**Source material**
-----

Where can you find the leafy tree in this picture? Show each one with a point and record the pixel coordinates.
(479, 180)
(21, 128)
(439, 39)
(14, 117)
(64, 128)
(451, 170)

-----

**Written instruction**
Repeat the records above in full, character for character.

**Task solution**
Where can you find the leafy tree in this picture? Show each one with a point and record the pixel coordinates.
(479, 180)
(21, 128)
(439, 39)
(14, 117)
(64, 128)
(451, 170)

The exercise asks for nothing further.